**INFORMATION SUPPLIED:**
····················

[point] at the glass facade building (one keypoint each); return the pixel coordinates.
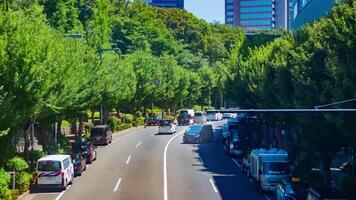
(167, 3)
(253, 15)
(306, 11)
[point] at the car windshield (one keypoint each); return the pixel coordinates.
(271, 168)
(49, 165)
(198, 114)
(97, 131)
(165, 123)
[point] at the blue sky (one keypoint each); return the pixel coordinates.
(209, 10)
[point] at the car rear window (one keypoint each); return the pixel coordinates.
(49, 165)
(97, 131)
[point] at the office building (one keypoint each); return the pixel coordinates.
(253, 15)
(166, 3)
(306, 11)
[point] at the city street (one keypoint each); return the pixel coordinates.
(133, 167)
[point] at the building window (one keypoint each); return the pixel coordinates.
(256, 16)
(255, 9)
(256, 3)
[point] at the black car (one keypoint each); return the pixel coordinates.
(79, 163)
(86, 149)
(198, 133)
(101, 135)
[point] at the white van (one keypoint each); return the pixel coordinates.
(55, 171)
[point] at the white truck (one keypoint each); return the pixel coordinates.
(269, 167)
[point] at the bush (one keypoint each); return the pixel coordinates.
(114, 122)
(138, 114)
(17, 164)
(5, 192)
(128, 118)
(124, 126)
(23, 181)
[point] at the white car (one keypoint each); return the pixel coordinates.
(214, 115)
(200, 117)
(55, 171)
(167, 126)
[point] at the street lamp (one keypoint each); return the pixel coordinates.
(101, 56)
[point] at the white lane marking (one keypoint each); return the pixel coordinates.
(213, 185)
(138, 144)
(117, 185)
(128, 160)
(233, 159)
(61, 194)
(266, 197)
(165, 187)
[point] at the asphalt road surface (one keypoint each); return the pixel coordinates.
(140, 164)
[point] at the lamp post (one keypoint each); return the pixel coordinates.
(101, 57)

····················

**WORK TASK:**
Every entry is to be transcribed exactly, but the pictures are to be left out.

**RESPONSE FOR THIS EXERCISE:**
[point] at the glass facade building (one keypoint each); return the pixel coordinates.
(167, 3)
(253, 15)
(306, 11)
[point] at the car windshield (one keypoint each); return the pixel coordinates.
(271, 168)
(49, 165)
(198, 114)
(97, 131)
(165, 123)
[point] at the blue sky (one keypoint each); return the pixel coordinates.
(209, 10)
[point] at the car rear window (one keypoint each); return the pixel coordinates.
(49, 165)
(97, 131)
[point] at the office building (one keypoint each); return the pixel coordinates.
(253, 15)
(166, 3)
(306, 11)
[point] at the city street (one keypoint each); return the pixel coordinates.
(133, 167)
[point] at the building window (one keypoint each); return the pixel coordinates.
(256, 16)
(255, 9)
(256, 3)
[point] at the black car (one keypoint each); return the pixel coordinates.
(79, 163)
(86, 149)
(198, 133)
(101, 135)
[point] at the white van (one keypoint each); return the pixel coordinates.
(55, 171)
[point] at the white truck (one keypoint each); return the pixel coordinates.
(269, 167)
[point] at the bush (one keypoint each); return the pixel coordinates.
(114, 122)
(138, 114)
(17, 164)
(5, 192)
(128, 118)
(124, 126)
(23, 181)
[point] at the white car (one keypoint each); return the pixel coordinates.
(214, 115)
(200, 117)
(55, 171)
(167, 126)
[point] at the street lamp (one keypoint each); return the pixel coordinates.
(101, 56)
[point] at the white lane marking (one keypoint each); return the pixel coordinates.
(213, 185)
(138, 144)
(117, 185)
(128, 160)
(233, 159)
(61, 194)
(266, 197)
(165, 187)
[point] at the asphalt road surface (one keypoint each); return the pixel coordinates.
(140, 164)
[point] at the lamp post (one keypoint each); return the pixel coordinates.
(101, 57)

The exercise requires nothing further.